*Task brief:*
How many lines of the records contain the word "background"? Case counts; give only the number.

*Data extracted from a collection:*
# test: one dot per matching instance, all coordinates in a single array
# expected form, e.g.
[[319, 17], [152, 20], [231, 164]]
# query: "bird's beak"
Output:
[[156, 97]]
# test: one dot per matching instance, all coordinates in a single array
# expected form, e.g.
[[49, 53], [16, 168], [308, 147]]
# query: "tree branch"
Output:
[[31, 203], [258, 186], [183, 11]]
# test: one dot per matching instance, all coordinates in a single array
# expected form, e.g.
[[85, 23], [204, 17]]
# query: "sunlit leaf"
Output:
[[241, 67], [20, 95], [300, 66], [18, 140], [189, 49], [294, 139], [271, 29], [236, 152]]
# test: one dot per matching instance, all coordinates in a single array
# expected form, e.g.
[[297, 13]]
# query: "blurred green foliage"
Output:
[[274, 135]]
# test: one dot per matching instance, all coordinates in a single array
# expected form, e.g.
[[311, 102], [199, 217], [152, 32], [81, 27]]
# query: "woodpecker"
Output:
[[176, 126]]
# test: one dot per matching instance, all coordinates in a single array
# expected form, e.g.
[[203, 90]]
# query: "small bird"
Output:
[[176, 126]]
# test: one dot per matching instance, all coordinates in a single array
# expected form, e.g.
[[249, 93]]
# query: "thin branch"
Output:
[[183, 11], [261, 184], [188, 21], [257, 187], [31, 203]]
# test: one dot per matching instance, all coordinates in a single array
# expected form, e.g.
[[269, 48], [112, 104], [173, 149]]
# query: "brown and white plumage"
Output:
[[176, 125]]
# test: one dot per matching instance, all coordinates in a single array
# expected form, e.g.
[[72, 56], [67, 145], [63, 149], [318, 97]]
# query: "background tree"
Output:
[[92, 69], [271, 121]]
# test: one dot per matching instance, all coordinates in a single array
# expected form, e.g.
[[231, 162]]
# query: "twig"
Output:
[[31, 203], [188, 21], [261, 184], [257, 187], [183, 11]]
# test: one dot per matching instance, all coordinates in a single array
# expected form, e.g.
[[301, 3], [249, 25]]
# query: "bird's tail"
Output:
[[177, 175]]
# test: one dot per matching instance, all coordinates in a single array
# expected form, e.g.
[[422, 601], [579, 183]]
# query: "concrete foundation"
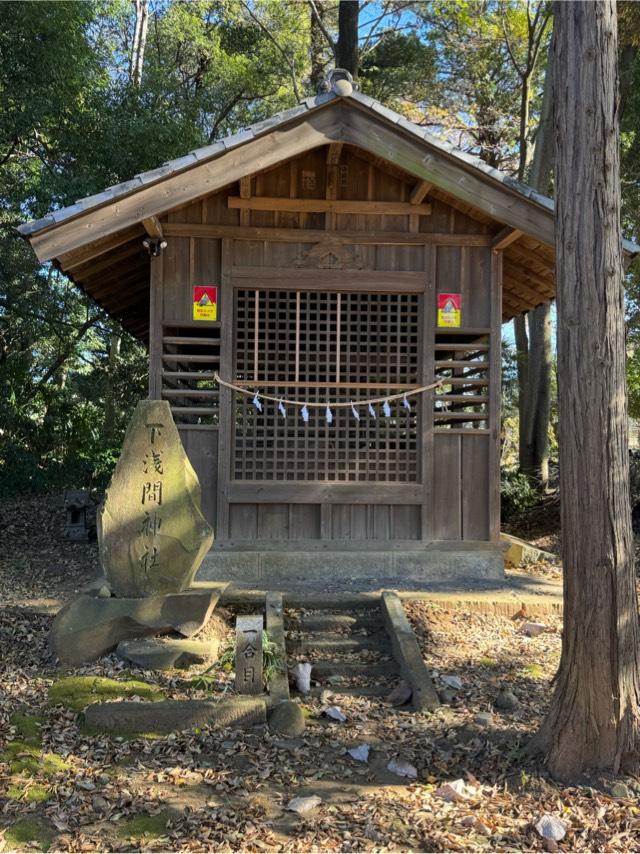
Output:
[[275, 568]]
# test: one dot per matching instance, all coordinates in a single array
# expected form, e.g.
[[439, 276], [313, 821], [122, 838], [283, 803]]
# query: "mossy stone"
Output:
[[29, 727], [26, 832], [143, 826], [154, 488], [78, 692], [287, 719], [36, 793], [26, 759]]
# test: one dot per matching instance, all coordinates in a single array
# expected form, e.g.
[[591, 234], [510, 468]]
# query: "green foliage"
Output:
[[72, 122], [517, 494], [29, 727], [143, 826]]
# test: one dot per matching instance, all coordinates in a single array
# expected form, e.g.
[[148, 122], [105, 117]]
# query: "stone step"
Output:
[[352, 690], [300, 646], [364, 668], [334, 622]]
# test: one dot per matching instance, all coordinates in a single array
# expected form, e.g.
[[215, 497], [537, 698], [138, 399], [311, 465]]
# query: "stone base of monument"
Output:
[[90, 626], [165, 654], [175, 715]]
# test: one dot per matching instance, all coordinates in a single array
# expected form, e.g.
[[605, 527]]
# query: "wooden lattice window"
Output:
[[190, 357], [461, 402], [315, 346]]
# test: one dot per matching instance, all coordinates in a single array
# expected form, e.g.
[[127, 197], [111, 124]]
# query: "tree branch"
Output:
[[274, 42], [325, 32]]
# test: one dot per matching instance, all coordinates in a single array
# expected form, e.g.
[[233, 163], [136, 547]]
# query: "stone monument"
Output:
[[249, 654], [151, 531]]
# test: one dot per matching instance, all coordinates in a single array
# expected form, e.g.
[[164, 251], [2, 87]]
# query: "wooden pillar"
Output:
[[424, 402], [226, 427], [155, 327], [495, 394]]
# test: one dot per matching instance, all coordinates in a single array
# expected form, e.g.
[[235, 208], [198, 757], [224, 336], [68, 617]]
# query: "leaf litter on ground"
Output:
[[227, 790]]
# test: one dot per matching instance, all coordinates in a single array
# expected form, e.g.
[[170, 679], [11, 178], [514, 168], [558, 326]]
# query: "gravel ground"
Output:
[[203, 790]]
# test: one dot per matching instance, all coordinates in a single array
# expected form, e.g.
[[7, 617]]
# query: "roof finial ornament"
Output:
[[340, 81], [154, 246]]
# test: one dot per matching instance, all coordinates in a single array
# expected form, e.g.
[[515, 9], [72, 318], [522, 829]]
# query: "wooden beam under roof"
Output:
[[153, 227], [532, 257], [448, 172], [534, 296], [333, 153], [245, 193], [419, 192], [505, 238], [316, 235], [345, 206], [314, 129], [535, 281], [98, 247], [89, 268]]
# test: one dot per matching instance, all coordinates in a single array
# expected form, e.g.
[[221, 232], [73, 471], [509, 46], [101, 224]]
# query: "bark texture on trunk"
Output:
[[139, 41], [109, 396], [347, 47], [317, 46], [594, 717]]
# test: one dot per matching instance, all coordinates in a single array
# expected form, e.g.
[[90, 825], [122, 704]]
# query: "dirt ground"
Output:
[[63, 788]]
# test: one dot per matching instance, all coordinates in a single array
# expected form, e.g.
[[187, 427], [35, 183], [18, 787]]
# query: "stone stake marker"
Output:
[[151, 531], [249, 654]]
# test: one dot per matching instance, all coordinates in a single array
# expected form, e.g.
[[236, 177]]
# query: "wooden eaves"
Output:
[[98, 241]]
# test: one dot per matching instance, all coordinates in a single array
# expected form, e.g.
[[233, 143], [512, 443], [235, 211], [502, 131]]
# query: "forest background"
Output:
[[92, 93]]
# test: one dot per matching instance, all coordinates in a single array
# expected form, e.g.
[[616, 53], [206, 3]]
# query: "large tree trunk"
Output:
[[594, 717], [347, 47], [139, 41], [109, 396], [535, 351], [317, 46]]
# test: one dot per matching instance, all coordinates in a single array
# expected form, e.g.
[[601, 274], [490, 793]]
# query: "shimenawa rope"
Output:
[[252, 393]]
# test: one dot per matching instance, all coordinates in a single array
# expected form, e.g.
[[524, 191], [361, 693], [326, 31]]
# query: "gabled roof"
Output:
[[337, 116]]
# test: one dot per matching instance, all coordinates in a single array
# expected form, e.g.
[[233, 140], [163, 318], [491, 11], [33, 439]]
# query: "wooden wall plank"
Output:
[[243, 521], [201, 446], [273, 521], [406, 523], [176, 302], [447, 509]]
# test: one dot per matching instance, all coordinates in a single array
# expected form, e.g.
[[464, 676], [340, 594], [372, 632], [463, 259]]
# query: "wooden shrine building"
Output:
[[333, 254]]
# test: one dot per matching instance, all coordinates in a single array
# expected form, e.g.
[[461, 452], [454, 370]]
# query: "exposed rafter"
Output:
[[505, 238], [153, 227], [333, 153], [419, 192]]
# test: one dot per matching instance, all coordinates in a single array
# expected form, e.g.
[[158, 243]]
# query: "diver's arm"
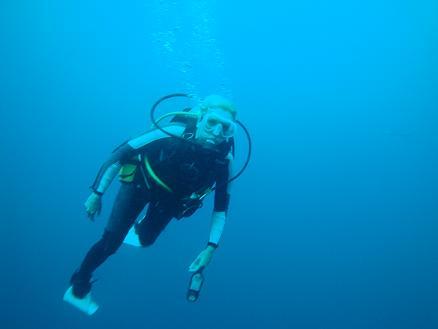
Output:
[[124, 153], [221, 203], [216, 229]]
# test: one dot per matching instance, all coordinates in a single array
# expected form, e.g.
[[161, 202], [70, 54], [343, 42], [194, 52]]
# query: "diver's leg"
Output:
[[129, 202], [155, 221]]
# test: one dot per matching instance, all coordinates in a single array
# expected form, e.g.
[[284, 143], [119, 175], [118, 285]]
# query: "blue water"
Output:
[[334, 224]]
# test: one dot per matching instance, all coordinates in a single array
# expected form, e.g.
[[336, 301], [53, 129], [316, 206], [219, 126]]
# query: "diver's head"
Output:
[[216, 121]]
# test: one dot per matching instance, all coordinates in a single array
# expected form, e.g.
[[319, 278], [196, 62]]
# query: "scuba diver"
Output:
[[171, 169]]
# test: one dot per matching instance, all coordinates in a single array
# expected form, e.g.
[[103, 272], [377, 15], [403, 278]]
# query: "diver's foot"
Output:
[[81, 285], [84, 304], [195, 286], [132, 238]]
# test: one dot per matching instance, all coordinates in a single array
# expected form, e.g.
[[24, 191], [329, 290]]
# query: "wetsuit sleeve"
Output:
[[222, 193], [125, 152], [221, 202]]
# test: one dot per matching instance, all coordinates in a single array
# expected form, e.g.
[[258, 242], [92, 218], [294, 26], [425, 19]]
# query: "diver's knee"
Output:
[[111, 242], [147, 240]]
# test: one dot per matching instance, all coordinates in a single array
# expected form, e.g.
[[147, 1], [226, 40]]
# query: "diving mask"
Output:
[[215, 123]]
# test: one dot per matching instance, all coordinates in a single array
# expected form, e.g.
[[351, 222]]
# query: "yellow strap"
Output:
[[155, 177]]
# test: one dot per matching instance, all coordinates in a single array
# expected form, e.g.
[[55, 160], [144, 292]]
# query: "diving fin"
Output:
[[86, 304], [195, 285], [132, 238]]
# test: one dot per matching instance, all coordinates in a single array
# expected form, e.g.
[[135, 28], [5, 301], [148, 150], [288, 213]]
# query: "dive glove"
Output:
[[93, 205]]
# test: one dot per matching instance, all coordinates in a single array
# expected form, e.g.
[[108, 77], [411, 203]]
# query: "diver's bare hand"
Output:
[[202, 260], [93, 205]]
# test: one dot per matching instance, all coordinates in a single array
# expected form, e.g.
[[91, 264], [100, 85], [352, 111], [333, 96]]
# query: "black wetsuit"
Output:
[[185, 167]]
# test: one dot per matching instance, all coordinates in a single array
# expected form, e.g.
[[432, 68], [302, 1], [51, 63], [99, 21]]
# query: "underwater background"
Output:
[[334, 223]]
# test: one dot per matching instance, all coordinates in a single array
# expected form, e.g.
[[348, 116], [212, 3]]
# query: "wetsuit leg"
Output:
[[130, 201], [155, 221]]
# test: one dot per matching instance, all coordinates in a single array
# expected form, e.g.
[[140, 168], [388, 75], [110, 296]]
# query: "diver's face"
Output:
[[215, 126]]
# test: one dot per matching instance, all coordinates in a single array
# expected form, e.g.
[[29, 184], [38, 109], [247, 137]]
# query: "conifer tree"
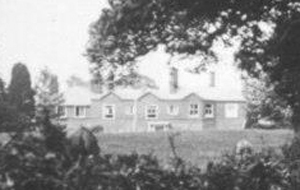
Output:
[[20, 93]]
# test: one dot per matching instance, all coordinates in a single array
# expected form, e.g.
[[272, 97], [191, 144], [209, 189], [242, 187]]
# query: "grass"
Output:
[[195, 147]]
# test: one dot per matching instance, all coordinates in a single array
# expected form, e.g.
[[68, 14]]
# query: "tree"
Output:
[[264, 104], [48, 96], [2, 91], [266, 29], [20, 93]]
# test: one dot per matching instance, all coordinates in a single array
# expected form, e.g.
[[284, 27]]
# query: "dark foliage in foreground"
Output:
[[31, 162]]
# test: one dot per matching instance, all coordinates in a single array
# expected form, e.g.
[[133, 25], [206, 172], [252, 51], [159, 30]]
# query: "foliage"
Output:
[[30, 162], [20, 93], [266, 30], [47, 93], [264, 105], [2, 91]]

*Finished task:*
3